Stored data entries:
__________________________________________________
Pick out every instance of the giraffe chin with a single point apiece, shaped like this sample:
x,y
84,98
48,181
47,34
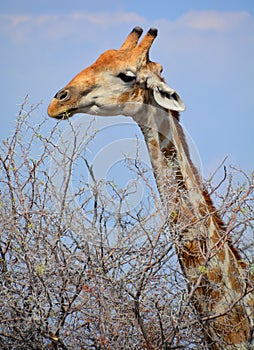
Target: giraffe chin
x,y
66,114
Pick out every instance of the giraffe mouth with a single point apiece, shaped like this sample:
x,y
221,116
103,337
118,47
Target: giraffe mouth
x,y
66,114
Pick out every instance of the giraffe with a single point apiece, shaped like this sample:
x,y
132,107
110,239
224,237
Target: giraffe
x,y
126,82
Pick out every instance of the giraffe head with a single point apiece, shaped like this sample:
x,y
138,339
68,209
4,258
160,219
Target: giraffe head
x,y
119,82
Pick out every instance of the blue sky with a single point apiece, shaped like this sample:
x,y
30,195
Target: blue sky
x,y
206,48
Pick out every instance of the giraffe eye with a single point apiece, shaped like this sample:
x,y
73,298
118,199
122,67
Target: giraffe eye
x,y
127,77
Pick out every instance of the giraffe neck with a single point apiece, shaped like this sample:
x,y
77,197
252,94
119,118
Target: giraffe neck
x,y
203,244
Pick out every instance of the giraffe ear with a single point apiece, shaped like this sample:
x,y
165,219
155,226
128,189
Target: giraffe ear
x,y
167,97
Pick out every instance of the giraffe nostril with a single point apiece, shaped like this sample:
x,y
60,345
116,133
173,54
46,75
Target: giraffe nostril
x,y
62,95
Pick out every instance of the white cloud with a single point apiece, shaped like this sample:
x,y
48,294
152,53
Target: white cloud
x,y
213,20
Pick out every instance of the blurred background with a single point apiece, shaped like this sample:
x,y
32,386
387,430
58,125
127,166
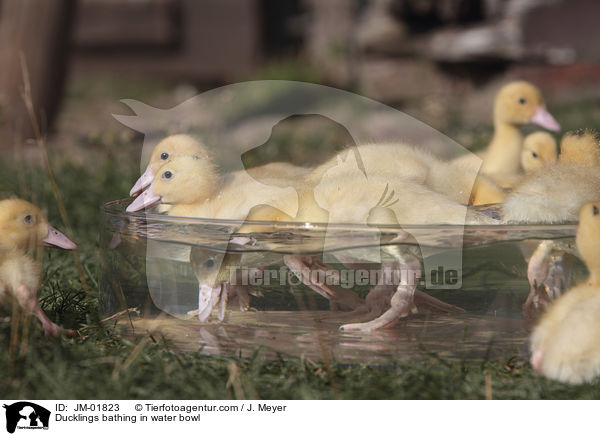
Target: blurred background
x,y
439,61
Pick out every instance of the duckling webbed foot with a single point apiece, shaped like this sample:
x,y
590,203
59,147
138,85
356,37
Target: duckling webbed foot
x,y
28,301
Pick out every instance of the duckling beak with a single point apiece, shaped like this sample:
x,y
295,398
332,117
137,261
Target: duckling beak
x,y
57,239
144,180
147,199
543,118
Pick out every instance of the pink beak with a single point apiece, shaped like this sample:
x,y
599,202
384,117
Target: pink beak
x,y
57,239
147,199
144,180
543,118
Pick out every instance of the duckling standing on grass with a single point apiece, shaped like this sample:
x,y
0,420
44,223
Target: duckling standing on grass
x,y
22,228
184,145
554,194
565,344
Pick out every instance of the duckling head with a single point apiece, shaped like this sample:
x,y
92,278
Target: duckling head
x,y
170,147
539,150
520,103
580,147
23,227
183,180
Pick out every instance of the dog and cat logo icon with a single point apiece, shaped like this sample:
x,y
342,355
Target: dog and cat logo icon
x,y
26,415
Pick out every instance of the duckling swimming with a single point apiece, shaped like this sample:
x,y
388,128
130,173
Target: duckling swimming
x,y
192,187
516,104
565,344
404,162
184,145
554,194
346,195
23,227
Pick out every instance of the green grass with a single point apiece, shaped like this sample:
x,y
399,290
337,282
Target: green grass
x,y
99,363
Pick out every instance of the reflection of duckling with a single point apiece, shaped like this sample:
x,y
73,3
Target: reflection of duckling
x,y
183,145
516,104
165,150
555,193
23,227
564,344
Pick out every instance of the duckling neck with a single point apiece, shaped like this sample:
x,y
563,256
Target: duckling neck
x,y
503,155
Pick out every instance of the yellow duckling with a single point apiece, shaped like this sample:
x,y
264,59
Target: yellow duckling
x,y
400,161
345,194
165,150
184,145
516,104
23,227
192,187
565,343
539,150
555,193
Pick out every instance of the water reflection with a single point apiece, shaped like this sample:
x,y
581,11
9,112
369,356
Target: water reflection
x,y
303,334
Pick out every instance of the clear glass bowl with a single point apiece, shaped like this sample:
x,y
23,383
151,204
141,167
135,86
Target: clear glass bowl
x,y
146,267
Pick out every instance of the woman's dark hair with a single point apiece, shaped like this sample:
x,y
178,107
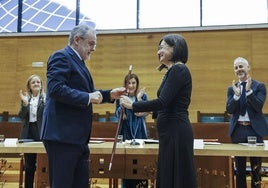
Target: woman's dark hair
x,y
180,48
129,77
__________________________________________________
* PROBLEM TO SOLVE:
Restate every record exactly, please; do not copy the pictures.

* RESPONSE TO THE EXERCISE:
Pick out every instance of the giraffe chin with a single point apiece, shaped like this sample:
x,y
84,98
48,181
47,34
Target: giraffe chin
x,y
66,114
Pick out every instance of the giraffe mouth with a single point apiece, shaped like this sample:
x,y
221,116
103,337
118,47
Target: giraffe mouth
x,y
66,114
Pick out every instance of the giraffe with a single point apiece, shaped like this sample:
x,y
132,107
110,239
224,237
Target: giraffe
x,y
126,82
Pick out every instance of the giraffe head with a single point apiece, shaped like this sample:
x,y
138,339
68,209
4,258
160,219
Target: giraffe head
x,y
119,82
Pick out every instance of the blue sky with a single point apiece, shaped like this sample:
x,y
30,195
Target: blue sky
x,y
206,48
Pick out every instance of the giraffe eye with a single point apiece, shaped like this sample:
x,y
73,298
118,199
122,67
Target: giraffe eye
x,y
127,77
Pick out every instance of the giraffe neck with a single point apiece, shaped like this sample:
x,y
77,197
252,94
119,118
Target: giraffe neck
x,y
203,244
Pick out every instance of the giraffe ear with a single point apiece, shaped like this sample:
x,y
165,219
155,226
128,189
Target: giraffe ear
x,y
167,97
Pick out every instance of the giraffe nostril with a single point apiece, shaped like this sample:
x,y
60,345
116,133
173,54
46,75
Target: giraffe nostril
x,y
62,95
Pick out every instance of the white cloud with a single point apiece, shaped like this sample:
x,y
48,294
152,53
Target: white cloud
x,y
213,20
Pick out every instance of the blurred background with a single point apiece, shaped like this sample:
x,y
32,386
387,430
58,125
127,166
Target: blurred background
x,y
439,61
Pick out every instance of the duckling webbed foot with a single point apiece, shaped like this sample:
x,y
590,203
59,147
138,85
356,37
Target: duckling webbed foot
x,y
28,301
Pick out every instance of the duckling beak with a single point apiece, shaped like this sample:
x,y
295,398
332,117
137,261
Target: duckling beak
x,y
57,239
144,180
147,199
543,118
Pick out every instance of the pink beak with a single point apiece, shaped like this sample:
x,y
599,202
384,117
Target: pink beak
x,y
57,239
147,199
144,180
543,118
Pick out every instance of the duckling standing on grass with a single point apiece, shaped like this sample:
x,y
0,420
44,223
Target: duckling standing on grass
x,y
22,228
184,145
554,194
565,344
Pick out every instance of the duckling head with a single point apiece, shaped like this sample:
x,y
92,278
Target: duckling head
x,y
170,147
539,150
520,103
580,147
23,227
183,180
Pick out every instance of the dog and cat logo icon with a single point apiece, shaped like this sample:
x,y
342,355
Target: dog and cat logo icon
x,y
26,415
Pick out every instance of the duckling swimming with a single point apiece, shaped like this sample:
x,y
388,128
130,173
Target: duckling swimming
x,y
192,187
516,104
565,344
404,162
184,145
554,194
346,195
23,227
Pick out every instance of the green grass with a single point apiece, shaped like this sample:
x,y
399,290
337,282
Target: green grass
x,y
99,363
Pick out every instance of the reflection of duckling with a single point apiece, shaped like this sample:
x,y
73,3
Target: reflection of duckling
x,y
183,145
516,104
165,150
555,193
23,227
564,344
Pick out every instance of the duckling neck with a single point apiece, shaped like this sample:
x,y
563,256
Target: duckling neck
x,y
503,155
Pick out every instance of the yellow duckling with a single point apiece, shaped like this sample:
x,y
264,59
Target: yellow duckling
x,y
400,161
345,194
165,150
184,145
516,104
23,227
192,187
565,343
539,150
555,193
Pick out every instance of the water reflection with a single point apiece, shaped like this sample:
x,y
581,11
9,112
369,356
Target: water reflection
x,y
303,334
Pick out every instance of the clear glass bowl with a single point apiece, shaped like this sample:
x,y
23,383
151,204
141,167
135,86
Target: clear glass bowl
x,y
146,267
Pick out every instance of the woman's dark hair with a single point apiece, shaped like this sample:
x,y
178,107
Target: woman's dark hair
x,y
180,48
129,77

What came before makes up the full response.